CONSIGNE
Recopiez intégralement, sans la moindre modification, le texte sur le déraillement du train d'Eséka.

TEXTE À LIRE
|---|
« Dès que je ferme les yeux, j’entends des cris et des pleurs. Je revois mon voisin de siège en sang. Je le revois mort, souffle Corinne d’une toute petite voix. Je n’aime même plus dormir dans l’obscurité. » Cette jeune femme âgée de 29 ans fait partie des rescapés du déraillement du train 152 de la Cameroon Railways (Camrail), survenu vendredi 21 octobre à l’entrée de la gare de la commune d’Eséka. L’accident a officiellement fait 79 morts et plus de 500 blessés.

Les nombreuses blessures de Corinne aux bras, au dos et à la jambe droite ont cicatrisé, mais la jeune femme veut savoir ce qui s’est réellement passé. « Il faut qu’on nous dise pourquoi les gens sont morts. Qui est responsable ? », lance-t-elle dans le marché central de Douala, capitale économique du Cameroun, où elle est venue faire ses courses.

Plainte contre Bolloré

Pour comprendre les causes réelles de ce drame, des familles de victimes et des rescapés se sont constitués en collectif et ont porté plainte, au Cameroun et en France, contre le groupe Bolloré Transports & Logistics, dont Camrail est une filiale. « La seule chose que nous recherchons, c’est la [part] des responsabilités. [Quand] la vérité sera trouvée, demain, les hécatombes de ce genre seront évitées », assure Me Guy Olivier Moteng. Cet avocat se bat « bénévolement » avec quelques collègues depuis le 2 novembre, date de dépôt de la plainte du collectif au tribunal de grande instance d’Eséka.
|---|
DONNÉES FOURNIES
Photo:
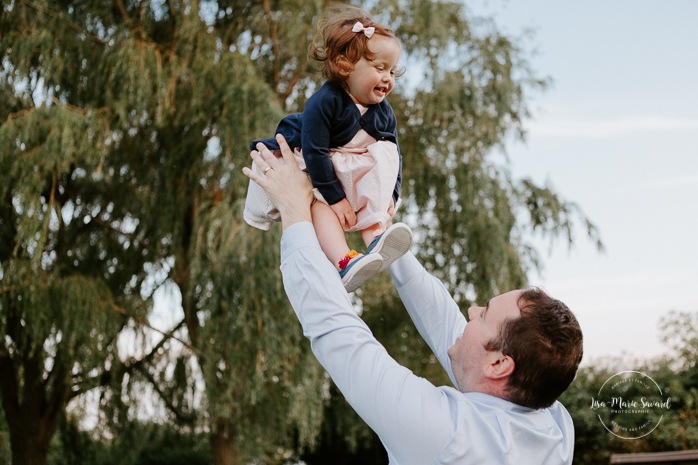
|---|
RÉSULTAT ATTENDU
« Dès que je ferme les yeux, j’entends des cris et des pleurs. Je revois mon voisin de siège en sang. Je le revois mort, souffle Corinne d’une toute petite voix. Je n’aime même plus dormir dans l’obscurité. » Cette jeune femme âgée de 29 ans fait partie des rescapés du déraillement du train 152 de la Cameroon Railways (Camrail), survenu vendredi 21 octobre à l’entrée de la gare de la commune d’Eséka. L’accident a officiellement fait 79 morts et plus de 500 blessés.

Les nombreuses blessures de Corinne aux bras, au dos et à la jambe droite ont cicatrisé, mais la jeune femme veut savoir ce qui s’est réellement passé. « Il faut qu’on nous dise pourquoi les gens sont morts. Qui est responsable ? », lance-t-elle dans le marché central de Douala, capitale économique du Cameroun, où elle est venue faire ses courses.

Plainte contre Bolloré

Pour comprendre les causes réelles de ce drame, des familles de victimes et des rescapés se sont constitués en collectif et ont porté plainte, au Cameroun et en France, contre le groupe Bolloré Transports & Logistics, dont Camrail est une filiale. « La seule chose que nous recherchons, c’est la [part] des responsabilités. [Quand] la vérité sera trouvée, demain, les hécatombes de ce genre seront évitées », assure Me Guy Olivier Moteng. Cet avocat se bat « bénévolement » avec quelques collègues depuis le 2 novembre, date de dépôt de la plainte du collectif au tribunal de grande instance d’Eséka.